• [Reading passage]

## start

Bug #72659 for HTML-Scrubber: utf8 issues

RT for rt.cpan.org

This queue is for tickets about the HTML-Scrubber CPAN distribution.

Report information

The Basics

Id:	72659
Status:	rejected
Priority:	0/
Queue:	HTML-Scrubber

People

Owner:	Nobody in particular
Requestors:	JIRA [...] cpan.org
Cc:
AdminCc:

Bug Information

Severity:	(no value)
Broken in:	(no value)
Fixed in:	(no value)

History Show all quoted text

Wed Nov 23 06:55:00 2011 JIRA [...] cpan.org - Ticket created

Subject:

utf8 issues

There seem to be an issue with scrubbing utf8 encoded html. The returned data are not in perl internal encoding so one have to to decode on it.

Wed Nov 23 08:18:57 2011 nigel.metheringham [...] gmail.com - Correspondence added

I just wrote a test for this and am not seeing issues... which quite likely means I do not understanding things correctly since UTF tends to be subtle and vengeful! Could you send me a failing test for this - it will make it much easier to fix, and show that its fixed. Failing that, some sample code. Nigel.

## end

• [Data provided]
## start

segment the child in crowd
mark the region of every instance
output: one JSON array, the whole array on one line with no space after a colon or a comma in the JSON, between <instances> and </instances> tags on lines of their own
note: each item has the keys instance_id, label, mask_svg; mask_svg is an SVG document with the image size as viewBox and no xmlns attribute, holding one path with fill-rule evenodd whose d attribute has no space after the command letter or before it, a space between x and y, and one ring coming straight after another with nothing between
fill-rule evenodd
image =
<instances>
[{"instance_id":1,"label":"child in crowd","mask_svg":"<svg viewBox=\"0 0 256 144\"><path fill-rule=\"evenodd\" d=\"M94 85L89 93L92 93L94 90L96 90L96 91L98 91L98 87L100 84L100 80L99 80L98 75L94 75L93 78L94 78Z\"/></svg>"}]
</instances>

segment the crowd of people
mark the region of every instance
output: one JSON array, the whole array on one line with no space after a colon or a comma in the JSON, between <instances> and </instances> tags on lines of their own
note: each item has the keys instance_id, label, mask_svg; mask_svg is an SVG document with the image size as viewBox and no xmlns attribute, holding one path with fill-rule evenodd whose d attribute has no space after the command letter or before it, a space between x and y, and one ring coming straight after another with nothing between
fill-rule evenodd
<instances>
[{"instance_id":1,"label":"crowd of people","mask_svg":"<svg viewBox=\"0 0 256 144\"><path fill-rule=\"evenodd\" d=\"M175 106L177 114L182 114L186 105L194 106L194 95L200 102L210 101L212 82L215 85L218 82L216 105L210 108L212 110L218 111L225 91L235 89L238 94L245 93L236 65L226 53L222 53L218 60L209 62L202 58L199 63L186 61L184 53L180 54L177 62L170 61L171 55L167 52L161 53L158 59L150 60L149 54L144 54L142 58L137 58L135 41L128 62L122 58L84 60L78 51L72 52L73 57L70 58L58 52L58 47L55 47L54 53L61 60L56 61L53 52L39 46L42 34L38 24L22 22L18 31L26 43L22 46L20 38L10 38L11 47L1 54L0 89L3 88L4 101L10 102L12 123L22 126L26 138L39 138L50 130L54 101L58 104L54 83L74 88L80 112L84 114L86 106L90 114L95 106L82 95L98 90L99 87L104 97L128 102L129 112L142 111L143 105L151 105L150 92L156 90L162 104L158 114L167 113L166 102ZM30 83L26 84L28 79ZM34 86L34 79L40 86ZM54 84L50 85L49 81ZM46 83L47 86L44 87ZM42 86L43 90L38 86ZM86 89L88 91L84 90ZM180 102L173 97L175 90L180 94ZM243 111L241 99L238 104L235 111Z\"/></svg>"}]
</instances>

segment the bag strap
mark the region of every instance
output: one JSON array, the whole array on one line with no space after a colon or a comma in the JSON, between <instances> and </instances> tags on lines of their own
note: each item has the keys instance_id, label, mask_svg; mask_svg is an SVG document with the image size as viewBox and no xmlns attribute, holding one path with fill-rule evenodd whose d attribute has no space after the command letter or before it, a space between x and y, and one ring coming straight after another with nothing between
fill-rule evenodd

## end

• [Task goal]
Write the next part of the HTML-Scrubber utf8 bug ticket, picking up right after its last reply.

• [Result]
Wed Nov 23 08:18:58 2011 The RT System itself - Status changed from 'new' to 'open'

Tue Feb 07 16:01:44 2012 nigel.metheringham [...] gmail.com - Correspondence added

Still awaiting some failure examples for this - if the input string is correctly labeled as utf8 then there should be no issues. If, however, you have a byte string with utf8 content you are lying about the character sets to the code and nasty things may happen - in that sort of case you should set the input filehandle encoding or explicitly d/encode the string. Intending to close this off unless I get some form of further info as I cannot reproduce an issue.

Sat Dec 22 14:39:56 2012 nigel.metheringham [...] gmail.com - Correspondence added

Tests I have run are showing that the module is utf clean, and no response from original reporter giving any further information regarding the bug.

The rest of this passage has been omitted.